GOAL A ->
Answer these questions about the text on tech for good:
(i) On what date was it published?
(ii) What does it say is less "of course"?
(iii) What do the writers say they would love to hear from readers?
GOAL B ->
Duplicate the passage of the text on tech for good between "TLDRvia the TL;DR" and "can provide that.", inclusive.
GOAL C ->
List every story tag given for the text on tech for good.

Six tenets of tech for good

Written by wearecast | Published 2017/01/10
Tech Story Tags: lean-startup | reuse | social-innovation | tech-for-good | design-thinking

TLDRvia the TL;DR App

In our determination to see more and better use of tech for good, we’ve looked to understand what have been the underlying drivers of the massive digital transformation we’ve seen in other parts of our lives. These underlying actions and conditions have enabled an incredible scale of change, and if we’re to create a similar scale of social progress, then we need to ensure the right conditions exist for such development to occur.

Of course such change requires passionate entrepreneurs and teams with innovative ideas; of course effective funding and aligned investment and, of course, targeted solutions to real problems. Less ‘of course’ is the importance of good timing — but if we can get the right conditions in place, 2017 can provide that.

We’ve discerned six things that are needed if we want to create something comparable to the huge impact digital has created across other areas of our lives. They’re the underlying conditions that allow us all to practise in a way that can bring massive change. Six tenets for tech for good.

We’ll look to ensure that each of these elements are built within our activities, partnerships and conversations. If we can all do this — then we’ll really see the acceleration of social impact through digital technology. We’d love to hear your thoughts, challenges and additions to these, and to support them to be developed and practised.

Region annotation entries ->
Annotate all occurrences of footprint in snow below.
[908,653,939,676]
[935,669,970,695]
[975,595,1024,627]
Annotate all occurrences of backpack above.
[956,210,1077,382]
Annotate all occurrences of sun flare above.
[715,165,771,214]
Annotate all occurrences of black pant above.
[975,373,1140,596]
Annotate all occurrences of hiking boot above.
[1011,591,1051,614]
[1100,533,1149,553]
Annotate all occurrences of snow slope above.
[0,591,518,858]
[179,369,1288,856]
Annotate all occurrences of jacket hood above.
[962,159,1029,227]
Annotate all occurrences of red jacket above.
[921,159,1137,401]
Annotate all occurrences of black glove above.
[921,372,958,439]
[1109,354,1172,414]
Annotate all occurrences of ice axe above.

CORRECT RESULT A ->
(i) 2017/01/10
(ii) The importance of good timing.
(iii) Their thoughts, challenges and additions to the six tenets.

CORRECT RESULT B ->
TLDRvia the TL;DR App

In our determination to see more and better use of tech for good, we’ve looked to understand what have been the underlying drivers of the massive digital transformation we’ve seen in other parts of our lives. These underlying actions and conditions have enabled an incredible scale of change, and if we’re to create a similar scale of social progress, then we need to ensure the right conditions exist for such development to occur.

Of course such change requires passionate entrepreneurs and teams with innovative ideas; of course effective funding and aligned investment and, of course, targeted solutions to real problems. Less ‘of course’ is the importance of good timing — but if we can get the right conditions in place, 2017 can provide that.

CORRECT RESULT C ->
lean-startup, reuse, social-innovation, tech-for-good, design-thinking